Content starts

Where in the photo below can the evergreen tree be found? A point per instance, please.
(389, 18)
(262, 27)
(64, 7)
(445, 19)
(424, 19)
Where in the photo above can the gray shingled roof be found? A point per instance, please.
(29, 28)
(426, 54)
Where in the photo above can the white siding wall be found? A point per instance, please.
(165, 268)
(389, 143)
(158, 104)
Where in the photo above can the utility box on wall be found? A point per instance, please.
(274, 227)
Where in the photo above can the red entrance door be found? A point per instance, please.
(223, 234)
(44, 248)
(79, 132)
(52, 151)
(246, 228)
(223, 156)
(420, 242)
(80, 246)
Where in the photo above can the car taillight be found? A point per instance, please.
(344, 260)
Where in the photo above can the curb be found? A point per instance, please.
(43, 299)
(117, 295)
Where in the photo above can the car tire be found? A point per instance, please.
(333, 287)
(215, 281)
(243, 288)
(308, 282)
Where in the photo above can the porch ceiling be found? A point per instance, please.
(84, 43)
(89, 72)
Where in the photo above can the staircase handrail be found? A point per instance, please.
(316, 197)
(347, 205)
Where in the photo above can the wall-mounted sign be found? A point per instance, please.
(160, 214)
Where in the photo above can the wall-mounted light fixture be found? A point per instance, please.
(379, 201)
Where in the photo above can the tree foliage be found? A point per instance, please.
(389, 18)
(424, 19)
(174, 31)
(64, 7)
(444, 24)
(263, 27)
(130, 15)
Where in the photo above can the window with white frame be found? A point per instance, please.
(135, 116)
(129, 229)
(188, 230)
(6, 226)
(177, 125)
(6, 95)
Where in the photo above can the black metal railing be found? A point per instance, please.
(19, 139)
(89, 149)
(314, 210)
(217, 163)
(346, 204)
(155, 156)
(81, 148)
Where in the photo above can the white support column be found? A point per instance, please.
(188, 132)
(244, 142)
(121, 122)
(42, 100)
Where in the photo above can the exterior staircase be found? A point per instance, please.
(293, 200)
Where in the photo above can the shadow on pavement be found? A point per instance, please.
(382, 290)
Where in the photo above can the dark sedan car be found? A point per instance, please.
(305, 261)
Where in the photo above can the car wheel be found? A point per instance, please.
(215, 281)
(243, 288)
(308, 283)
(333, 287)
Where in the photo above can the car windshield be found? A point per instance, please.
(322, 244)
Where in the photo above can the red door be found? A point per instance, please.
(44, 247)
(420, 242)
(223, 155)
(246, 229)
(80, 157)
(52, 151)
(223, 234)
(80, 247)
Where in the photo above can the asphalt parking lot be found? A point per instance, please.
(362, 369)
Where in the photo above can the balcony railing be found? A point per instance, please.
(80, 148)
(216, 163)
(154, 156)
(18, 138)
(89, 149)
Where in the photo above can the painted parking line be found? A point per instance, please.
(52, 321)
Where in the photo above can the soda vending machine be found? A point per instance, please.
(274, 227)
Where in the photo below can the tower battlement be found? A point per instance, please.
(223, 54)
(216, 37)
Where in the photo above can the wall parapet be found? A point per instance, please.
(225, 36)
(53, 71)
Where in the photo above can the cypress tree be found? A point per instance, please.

Content ends

## Work instruction
Word for word, write out all of the entries again.

## Task result
Where in the photo below can the evergreen tree be found? A point per instance, please.
(389, 18)
(262, 27)
(64, 7)
(445, 19)
(424, 19)
Where in the photo above can the gray shingled roof be found? A point per instance, please.
(29, 28)
(426, 54)
Where in the photo above can the white siding wall be found? A point per instance, please.
(165, 268)
(389, 143)
(158, 104)
Where in the photo above can the utility box on wall be found? A point per instance, please.
(274, 227)
Where in the photo above can the red entrance door be found? A point per instance, please.
(223, 234)
(44, 248)
(79, 132)
(52, 151)
(246, 228)
(223, 156)
(420, 242)
(80, 246)
Where in the photo above can the car taillight be found? A point per instance, please.
(344, 260)
Where in the photo above can the curb be found? A point per instance, please.
(43, 299)
(117, 295)
Where in the photo above can the car tire be found? A point per instance, please.
(333, 287)
(215, 281)
(243, 288)
(308, 282)
Where in the photo above can the porch ceiling be found? A point per instance, please.
(84, 43)
(89, 72)
Where in the photo above can the staircase handrail be found? A point per instance, please.
(316, 197)
(347, 205)
Where in the photo above can the wall-mounted sign be found? A point per instance, please.
(160, 214)
Where in the photo above can the wall-mounted light fixture be found? A point per instance, please.
(379, 201)
Where in the photo above can the tree foliage be found? A point per instance, please.
(389, 18)
(424, 19)
(174, 31)
(64, 7)
(444, 24)
(263, 27)
(130, 15)
Where in the photo above can the window with white frame be found? A point per instance, please.
(135, 116)
(129, 229)
(188, 230)
(6, 226)
(177, 125)
(6, 95)
Where in the photo above can the black metal railing be found? A point per instance, please.
(19, 139)
(89, 149)
(314, 210)
(217, 163)
(346, 204)
(155, 156)
(81, 148)
Where in the photo above can the white support column be found? A point per instance, please.
(188, 132)
(244, 142)
(121, 122)
(42, 100)
Where in the photo above can the exterior staircase be found? A point per instance, please.
(293, 200)
Where in the photo above can the shadow on pavement be found? A point per instance, please.
(382, 290)
Where in the photo above can the dark sedan car be found? A point per instance, please.
(305, 261)
Where in the photo above can the car wheel be found? A point per instance, please.
(215, 281)
(243, 288)
(308, 283)
(333, 287)
Where in the photo above can the car windshield be found? A point per instance, please.
(322, 244)
Where in the photo above can the red door be found? A point per instance, please.
(44, 247)
(420, 242)
(223, 155)
(246, 229)
(80, 157)
(52, 151)
(223, 234)
(80, 247)
Where in the photo above can the asphalt parking lot be found? A point per instance, please.
(362, 369)
Where in the photo above can the balcony railing be found? A point per instance, please.
(80, 148)
(216, 163)
(154, 156)
(18, 138)
(89, 149)
Where in the photo above can the painted parking line be found? A point per instance, please.
(52, 321)
Where in the photo above can the soda vending machine be found? A point per instance, please.
(274, 227)
Where in the photo below can the tower battlement be found? A point per instance, please.
(223, 54)
(216, 37)
Where in the photo above can the wall parapet be found? A point per instance, please.
(225, 36)
(53, 71)
Where in the photo above can the cypress tree be found? A point per instance, please.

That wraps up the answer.